▸ Excerpted text:
SIGNIANT: In this return to work, do you believe physical offices will be as important as before?

RICHARD WELSH: You have to look at that now and wonder. I think there is a certain element of comfort in having everyone around. And I do believe in face-to-face interaction being a really important part of running a business, especially a small business. At the same time, there’s certain historic pressures that to appear to be a serious business, you have to have your own office. I feel that one of the good things is that’s essentially gone out of the window now. I think everyone accepts this can be done without needing a physical location — clearly if we can run the business for several months without really going into the office at all. So, it does beg the question, why do you have an office?

SIGNIANT: If you could go back to February and give yourself advice after experiencing this, would that be?

RICHARD WELSH: That’s a difficult one. I guess just a bit more preparedness as a business, from a business resilience point of view. I would say specifically pandemic effects are something, whilst government agencies, critical care services, insurance, finance organizations, etc probably plan for, probably most businesses hadn’t.

I think we were in the right space, in terms of as a business. We were doing everything, from an operations point of view, in the cloud. We are cloud-native. We were kind of where business is heading anyway. And actually, I think the impact of this episode has been to accelerate the entire industry towards that kind of cloud future. Maybe faster than some people would like, but realistically, it takes things like this to catalyze adoption of technology.

I suspect most companies would say a similar thing, but it’s more about business resilience, having good preparation for that rainy day when it comes. We’ve always been wanting to invest in the long-term future of technology so we’re constantly pushing more technology development, more research and so on. And that’s speculation, which is fine when times are good. It’s slightly harder to achieve when times are tough.

SIGNIANT: Is it a bit validating to have taken the chance on cloud so early?

RICHARD WELSH: I’m really happy with where we were, but yes, I think in some ways, it’s a validation. With that said, it feels a little bit too much like taking advantage of the situation. [It is] a fundamental technology we’ve believed in since the get-go — virtual and automating those things that can be automated, and not having huge amounts of manual process contingent on large teams of people. Those were always the fundamental principles of what we were trying to do. They just came into sharp focus with this whole pandemic.

▸ Exercises:
#1 For each of the following statements, say yes or no to whether it agrees with the interview on offices and cloud technology, and quote the words of the interview that decide it.
(a) Welsh says his business ran its operations in the cloud.
(b) Welsh says most businesses had planned for pandemic effects.
(c) Welsh says face-to-face interaction matters little in running a small business.
#2 Write the next part of the interview on offices and cloud technology, starting after its final line.

▸ Given records:

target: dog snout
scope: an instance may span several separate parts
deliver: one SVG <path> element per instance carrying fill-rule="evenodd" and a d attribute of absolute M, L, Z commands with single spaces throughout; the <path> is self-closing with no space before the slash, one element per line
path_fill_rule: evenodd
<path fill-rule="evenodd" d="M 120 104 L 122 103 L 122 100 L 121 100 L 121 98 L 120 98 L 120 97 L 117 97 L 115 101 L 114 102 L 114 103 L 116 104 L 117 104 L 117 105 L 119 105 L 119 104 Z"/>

▸ Task responses:
#1
(a) Yes: "We were doing everything, from an operations point of view, in the cloud."
(b) No: "probably most businesses hadn’t."
(c) No: "I do believe in face-to-face interaction being a really important part of running a business, especially a small business."

#2
SIGNIANT: Are you seeing any signs that people in the industry are changing because of the pandemic?

RICHARD WELSH: One of the things I’ve noticed is I’m interacting with individuals who are out their normal business environment. And I think as individuals, we’ve all interacted with each other on a much more personal level then we’re used to. Speaking to someone at home and they’ve got their dog barking in the background, you’ve got the kids running around — I think it’s improved the human-level interaction.

What it’s highlighted is that we need to be much more supportive of each other. Businesses need to be more supportive of each other, even competitors. Individuals need to be supportive of other individuals within their business and across their partners, their customers, their vendors. It’s really important, especially at a time like this, which is really difficult. Whether you’ve suffered loss, whether you’re not able to see loved ones, whether you’re just struggling with either isolation or not having your social interaction you would normally experience. I think that support network’s really important.

SIGNIANT: Beyond any technical and workflow benefits, are there other positives coming out of this pandemic?

RICHARD WELSH: I think the industry can come out of this with a much more human approach to everything.  The big positive we should take away from the whole experience of the pandemic is that we can be more supportive of each other and have more humanity. I think it’s the most important thing we can do, because we are all in this together. Whatever this is, whether it’s a pandemic or just everyday life. We’ve all got to live on the same planet.

This interview was edited and condensed for clarity.